> **Passage to read**
* begin *

---
Created: 2025-10-10
Type: Zettel
aliases:
References:
Links:
- "[[Homework 2 Math 31AH]]"
tags:
- MATH31AH
---
![[image-31.webp]]
## Problem I
### (1)
$L(S)$ is a linear subspace of $\mathbb{R}^n$. This is because it is closed under addition and scalar multiplication. Let $L(S) = \{ a_{1}\vec{v}_{1} + \dots+a_{l}\vec{v}_{l} : \vec{v}_{i} \in S, a_{i} \in \mathbb{R}, l \in \mathbb{N} \}$.
## (2)
Let $L(S) = \{ a_{1}\vec{v}_{1} + \dots+a_{n}\vec{v}_{n} : \vec{v}_{j} \in S, a_{j} \in \mathbb{R}, n \in \mathbb{N} \}$. Say that $T (\neq \emptyset)\subset S$. If we can prove that for every element in $L(T)$, it is also in $L(S)$, we can prove that $L(T) \subset L(S)$.
Let $L(T) = \{ a_{1}\vec{v}_{1} + \dots + a_{l}\vec{v}_{l} : \vec{v}_{i} \in T, a_{i} \in \mathbb{R}, l \in \mathbb{N} \}$. Select some element from $L(T)$, $\vec{w} = a_{1}\vec{v}_{1} + \dots + a_{l}\vec{v}_{l} : \vec{v}_{i} \in T, a_{i} \in \mathbb{R}, l \in \mathbb{N}$.

* end *

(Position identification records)
* begin *

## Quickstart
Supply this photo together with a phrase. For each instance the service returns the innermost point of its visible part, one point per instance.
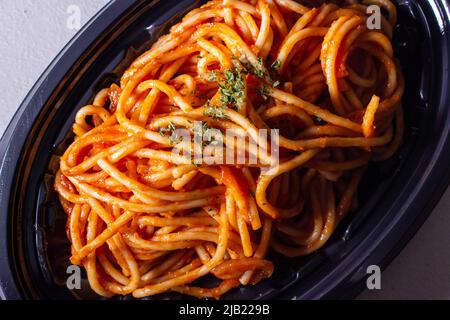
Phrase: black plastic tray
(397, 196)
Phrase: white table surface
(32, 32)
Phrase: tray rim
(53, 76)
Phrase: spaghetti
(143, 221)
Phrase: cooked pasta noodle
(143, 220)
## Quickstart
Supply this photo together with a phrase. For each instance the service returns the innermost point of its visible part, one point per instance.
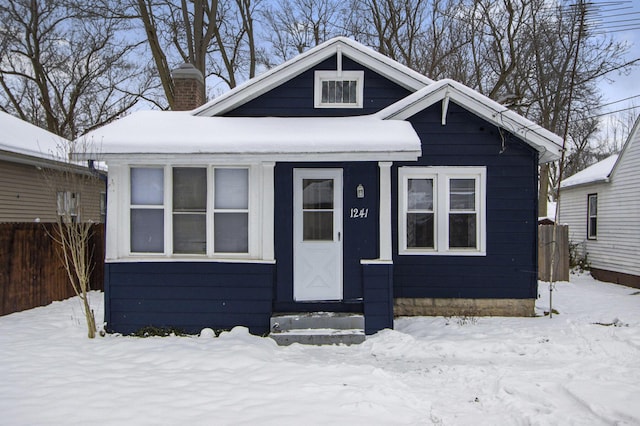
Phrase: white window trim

* end *
* begin *

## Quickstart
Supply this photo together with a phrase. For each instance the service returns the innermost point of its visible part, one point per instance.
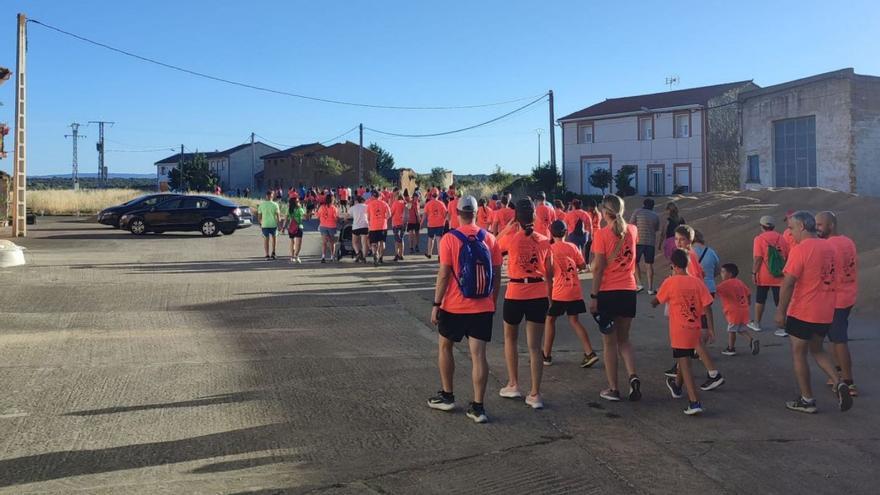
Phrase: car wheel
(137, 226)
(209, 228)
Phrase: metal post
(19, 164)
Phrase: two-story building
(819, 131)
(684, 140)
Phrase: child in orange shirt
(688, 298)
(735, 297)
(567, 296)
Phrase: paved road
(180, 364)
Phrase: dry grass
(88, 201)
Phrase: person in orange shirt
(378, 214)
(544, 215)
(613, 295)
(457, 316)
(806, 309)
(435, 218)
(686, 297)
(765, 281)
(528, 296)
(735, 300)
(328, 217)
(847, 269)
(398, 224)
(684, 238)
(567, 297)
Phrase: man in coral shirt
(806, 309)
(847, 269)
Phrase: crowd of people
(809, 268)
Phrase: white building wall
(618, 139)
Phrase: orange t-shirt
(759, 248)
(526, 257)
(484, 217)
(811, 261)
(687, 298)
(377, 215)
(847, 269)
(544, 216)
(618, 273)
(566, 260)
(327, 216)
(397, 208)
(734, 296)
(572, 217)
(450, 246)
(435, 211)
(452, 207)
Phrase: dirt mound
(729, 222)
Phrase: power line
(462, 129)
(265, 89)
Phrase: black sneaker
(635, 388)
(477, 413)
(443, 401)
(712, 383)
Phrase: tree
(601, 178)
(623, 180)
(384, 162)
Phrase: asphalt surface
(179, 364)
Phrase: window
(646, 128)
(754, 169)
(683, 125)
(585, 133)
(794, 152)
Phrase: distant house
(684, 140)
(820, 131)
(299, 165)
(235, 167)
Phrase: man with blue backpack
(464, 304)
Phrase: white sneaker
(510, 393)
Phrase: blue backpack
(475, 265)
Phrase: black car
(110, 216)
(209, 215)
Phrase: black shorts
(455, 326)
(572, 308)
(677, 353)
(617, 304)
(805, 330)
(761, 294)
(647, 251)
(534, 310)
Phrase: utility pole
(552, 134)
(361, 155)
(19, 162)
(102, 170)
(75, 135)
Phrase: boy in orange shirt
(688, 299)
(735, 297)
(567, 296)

* end *

> **Problem description**
Carry on the homework notes on linear spans from their last sentence. The records come from a separate source.

> **Output for this exercise**
For every $\vec{v}_{i} \in T$, we know that $\vec{v}_{i} \in S$, as $T \subset S$. As a result, every $\vec{w}$ satisfies the conditions to belong in $L(S)$: $\vec{v}_{j} \in S, a_{j} \in \mathbb{R}, n \in \mathbb{N}$. As a result, every $\vec{w} \in L(T)$ is also in $L(S)$. As a result, we know that $L(T) \subset L(S) \square$.
## (3)
We are trying to prove that $S \cup \{ \vec{v} \}$ is linearly independent, given some linearly independent set $S$ and vector $\vec{v} \not\in L(S)$. For a proof by inversion, suppose that $S \cup \{ \vec{v} \}$ was not linearly independent.
We know that if $S \cup \{ \vec{v} \}$ was not linearly dependent, that $\vec{v} \in L(S \cup \{ \vec{v} \} \setminus \{ \vec{v} \})$ (or $L(S)$, to be simplified). This result is proved as follows (we did this proof in class).
As $\vec{v}\in L(S)$, then there exists $w_{i} \in S, r_{i} \in \mathbb{R}$ . We want to see if $\vec{v}$ can be made by these combinations. $\vec{v} = r_{1}\vec{w}_{1}+\dots+r_{k}\vec{w}_{k}$. Subtracting $\vec{v}$ from both sides, we get that: $0=(-1)\vec{v}+r_{1}\vec{w}_{1}+\dots+r_{k}\vec{w}_{k}$. Since the coefficient of $\vec{v}=-1\neq 0$, and the total sums to 0, we can conclude that $\{ \vec{w}_{1},\dots,\vec{w}_{k} \} \subset Q$ is not linearly independent.
However, we know for a fact that $\vec{v} \not\in L(S)$. This negates our case in our contradiction. As a result, we know that $S \cup \{ \vec{v} \}$ is indeed linearly independent. $\square$.
## (4)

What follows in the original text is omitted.